Given entries —
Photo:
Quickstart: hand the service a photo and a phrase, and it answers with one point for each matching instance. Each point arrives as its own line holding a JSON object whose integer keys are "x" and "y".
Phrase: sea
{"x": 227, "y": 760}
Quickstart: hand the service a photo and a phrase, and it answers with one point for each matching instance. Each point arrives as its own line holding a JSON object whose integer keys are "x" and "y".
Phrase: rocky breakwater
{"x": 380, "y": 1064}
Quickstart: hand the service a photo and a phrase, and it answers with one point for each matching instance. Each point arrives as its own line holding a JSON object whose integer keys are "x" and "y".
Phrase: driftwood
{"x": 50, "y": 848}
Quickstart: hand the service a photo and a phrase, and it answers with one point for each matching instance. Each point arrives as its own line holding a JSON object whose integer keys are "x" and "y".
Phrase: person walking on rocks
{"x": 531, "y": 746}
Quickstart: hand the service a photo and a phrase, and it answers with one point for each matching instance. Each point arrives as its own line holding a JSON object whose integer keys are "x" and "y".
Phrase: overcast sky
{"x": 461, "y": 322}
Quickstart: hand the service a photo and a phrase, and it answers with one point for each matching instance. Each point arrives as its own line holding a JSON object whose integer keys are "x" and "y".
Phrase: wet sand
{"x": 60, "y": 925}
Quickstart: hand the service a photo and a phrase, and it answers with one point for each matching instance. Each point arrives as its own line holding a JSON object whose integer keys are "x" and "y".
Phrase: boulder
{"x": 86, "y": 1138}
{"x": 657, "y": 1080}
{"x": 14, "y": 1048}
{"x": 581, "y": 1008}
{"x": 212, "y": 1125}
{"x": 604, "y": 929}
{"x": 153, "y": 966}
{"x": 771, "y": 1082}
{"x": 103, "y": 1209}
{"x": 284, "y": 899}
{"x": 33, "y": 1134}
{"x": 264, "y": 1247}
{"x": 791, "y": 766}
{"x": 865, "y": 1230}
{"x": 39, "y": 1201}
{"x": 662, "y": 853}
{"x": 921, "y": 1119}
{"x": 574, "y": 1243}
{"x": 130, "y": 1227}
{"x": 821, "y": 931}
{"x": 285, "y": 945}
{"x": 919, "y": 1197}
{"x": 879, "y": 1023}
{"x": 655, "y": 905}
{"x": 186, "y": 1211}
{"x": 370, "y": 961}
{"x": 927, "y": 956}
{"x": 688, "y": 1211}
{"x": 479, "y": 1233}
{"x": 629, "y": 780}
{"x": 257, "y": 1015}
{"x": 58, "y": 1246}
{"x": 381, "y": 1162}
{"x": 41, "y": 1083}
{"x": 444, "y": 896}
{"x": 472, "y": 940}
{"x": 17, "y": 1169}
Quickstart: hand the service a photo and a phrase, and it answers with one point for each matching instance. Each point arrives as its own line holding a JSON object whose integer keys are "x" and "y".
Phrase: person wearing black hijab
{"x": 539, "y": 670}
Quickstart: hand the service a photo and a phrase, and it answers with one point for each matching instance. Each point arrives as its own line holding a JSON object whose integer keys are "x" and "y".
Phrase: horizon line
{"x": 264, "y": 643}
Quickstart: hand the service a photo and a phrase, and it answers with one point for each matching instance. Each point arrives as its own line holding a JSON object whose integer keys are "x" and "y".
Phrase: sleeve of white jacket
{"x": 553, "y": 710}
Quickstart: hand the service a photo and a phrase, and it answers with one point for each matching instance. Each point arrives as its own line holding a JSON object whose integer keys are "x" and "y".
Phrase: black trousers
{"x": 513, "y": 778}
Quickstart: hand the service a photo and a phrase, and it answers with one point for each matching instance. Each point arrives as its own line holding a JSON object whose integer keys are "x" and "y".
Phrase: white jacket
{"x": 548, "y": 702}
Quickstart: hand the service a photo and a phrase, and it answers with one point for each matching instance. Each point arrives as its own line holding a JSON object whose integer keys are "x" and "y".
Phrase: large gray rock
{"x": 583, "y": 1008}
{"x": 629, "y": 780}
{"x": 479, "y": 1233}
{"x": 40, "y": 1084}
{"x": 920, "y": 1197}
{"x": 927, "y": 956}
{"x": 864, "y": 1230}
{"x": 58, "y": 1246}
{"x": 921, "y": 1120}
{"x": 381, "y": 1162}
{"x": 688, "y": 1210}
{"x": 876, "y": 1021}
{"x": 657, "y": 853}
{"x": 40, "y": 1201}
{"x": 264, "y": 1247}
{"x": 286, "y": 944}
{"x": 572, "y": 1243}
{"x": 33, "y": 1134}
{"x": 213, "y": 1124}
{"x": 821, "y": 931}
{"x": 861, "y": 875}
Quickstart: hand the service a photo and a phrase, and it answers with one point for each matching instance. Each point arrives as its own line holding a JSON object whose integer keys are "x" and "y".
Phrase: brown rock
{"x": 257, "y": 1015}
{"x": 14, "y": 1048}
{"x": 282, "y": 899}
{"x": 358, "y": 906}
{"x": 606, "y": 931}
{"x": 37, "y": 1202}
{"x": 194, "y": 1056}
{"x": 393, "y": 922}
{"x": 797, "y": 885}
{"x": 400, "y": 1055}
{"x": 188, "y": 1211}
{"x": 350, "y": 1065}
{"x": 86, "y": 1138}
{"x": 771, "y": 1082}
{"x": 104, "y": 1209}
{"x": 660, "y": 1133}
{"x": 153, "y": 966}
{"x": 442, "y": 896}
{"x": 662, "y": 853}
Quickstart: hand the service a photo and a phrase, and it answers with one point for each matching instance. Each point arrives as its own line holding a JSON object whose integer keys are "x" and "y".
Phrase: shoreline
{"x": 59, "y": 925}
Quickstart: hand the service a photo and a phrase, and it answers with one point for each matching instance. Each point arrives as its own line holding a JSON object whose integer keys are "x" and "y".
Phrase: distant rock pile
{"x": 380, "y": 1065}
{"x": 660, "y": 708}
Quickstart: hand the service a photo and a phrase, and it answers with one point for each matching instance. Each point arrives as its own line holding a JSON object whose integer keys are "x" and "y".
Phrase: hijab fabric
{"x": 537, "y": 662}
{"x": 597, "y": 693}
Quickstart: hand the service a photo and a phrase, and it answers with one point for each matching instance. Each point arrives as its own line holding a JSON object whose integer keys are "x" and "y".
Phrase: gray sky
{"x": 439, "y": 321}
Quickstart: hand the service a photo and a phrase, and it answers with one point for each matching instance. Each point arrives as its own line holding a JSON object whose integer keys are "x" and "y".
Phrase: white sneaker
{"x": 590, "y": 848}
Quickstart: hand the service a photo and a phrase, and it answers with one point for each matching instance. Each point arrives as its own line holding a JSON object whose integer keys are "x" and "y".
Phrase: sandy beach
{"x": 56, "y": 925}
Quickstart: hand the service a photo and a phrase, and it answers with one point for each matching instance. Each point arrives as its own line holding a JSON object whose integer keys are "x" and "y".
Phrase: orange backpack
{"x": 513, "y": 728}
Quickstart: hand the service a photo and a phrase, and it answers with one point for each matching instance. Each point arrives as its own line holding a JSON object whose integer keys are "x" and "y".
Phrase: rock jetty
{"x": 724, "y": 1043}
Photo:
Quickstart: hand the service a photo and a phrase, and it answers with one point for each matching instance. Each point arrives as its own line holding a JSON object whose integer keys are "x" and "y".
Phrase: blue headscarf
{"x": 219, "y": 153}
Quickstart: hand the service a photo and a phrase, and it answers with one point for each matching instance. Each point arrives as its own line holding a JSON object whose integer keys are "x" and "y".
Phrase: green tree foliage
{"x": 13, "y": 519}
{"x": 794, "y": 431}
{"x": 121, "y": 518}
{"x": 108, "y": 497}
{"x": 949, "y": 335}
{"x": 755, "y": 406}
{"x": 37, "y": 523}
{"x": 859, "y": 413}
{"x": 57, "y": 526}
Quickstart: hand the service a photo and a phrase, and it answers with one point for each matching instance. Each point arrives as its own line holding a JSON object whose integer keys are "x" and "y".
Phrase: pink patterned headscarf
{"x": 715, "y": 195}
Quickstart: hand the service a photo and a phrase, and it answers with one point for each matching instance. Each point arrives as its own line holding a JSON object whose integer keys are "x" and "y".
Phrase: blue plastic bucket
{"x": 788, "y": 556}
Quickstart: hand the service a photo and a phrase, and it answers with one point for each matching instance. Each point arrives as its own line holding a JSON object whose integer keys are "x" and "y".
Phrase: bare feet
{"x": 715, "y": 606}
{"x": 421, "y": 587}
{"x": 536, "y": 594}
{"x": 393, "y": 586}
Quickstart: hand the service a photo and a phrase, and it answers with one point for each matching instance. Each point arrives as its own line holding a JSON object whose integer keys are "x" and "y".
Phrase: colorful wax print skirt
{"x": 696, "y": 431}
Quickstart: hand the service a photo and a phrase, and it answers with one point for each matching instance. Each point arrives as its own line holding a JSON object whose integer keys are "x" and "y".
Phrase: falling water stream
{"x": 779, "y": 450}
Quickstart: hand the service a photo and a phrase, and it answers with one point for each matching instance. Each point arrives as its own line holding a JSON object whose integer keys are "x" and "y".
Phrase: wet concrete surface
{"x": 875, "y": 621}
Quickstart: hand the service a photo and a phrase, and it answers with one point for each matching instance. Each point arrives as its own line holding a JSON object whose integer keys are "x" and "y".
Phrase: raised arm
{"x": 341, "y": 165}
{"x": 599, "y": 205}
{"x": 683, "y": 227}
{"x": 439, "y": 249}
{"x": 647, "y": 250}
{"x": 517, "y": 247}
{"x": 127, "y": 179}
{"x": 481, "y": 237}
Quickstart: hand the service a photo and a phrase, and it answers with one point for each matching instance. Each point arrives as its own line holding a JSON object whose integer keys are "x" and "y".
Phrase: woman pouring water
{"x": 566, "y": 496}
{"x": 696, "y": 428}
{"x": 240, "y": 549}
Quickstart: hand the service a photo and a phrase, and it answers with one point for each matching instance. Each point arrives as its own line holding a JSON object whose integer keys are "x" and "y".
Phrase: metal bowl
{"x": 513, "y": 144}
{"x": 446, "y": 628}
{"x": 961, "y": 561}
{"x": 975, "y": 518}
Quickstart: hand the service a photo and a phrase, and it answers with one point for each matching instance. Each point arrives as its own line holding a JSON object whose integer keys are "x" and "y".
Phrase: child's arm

Your instructions —
Your output should be the lines from the one with "Phrase: woman pouring water" through the end of the records above, copied exactly.

Exercise output —
Phrase: woman pouring water
{"x": 566, "y": 496}
{"x": 696, "y": 428}
{"x": 240, "y": 549}
Quickstart: hand the service a photo and a phrase, and it answers with one point for each matching instance. Each point arrives as its own line holding a JSON object whose integer keys are "x" and "y".
Phrase: metal bowl
{"x": 513, "y": 144}
{"x": 446, "y": 628}
{"x": 961, "y": 561}
{"x": 975, "y": 518}
Quickstart: hand the service a photo and a phrase, and it answers with one point for each matching instance. Each point arrives as its own line holding a JSON object whose integer keys are "x" and "y".
Phrase: child's arm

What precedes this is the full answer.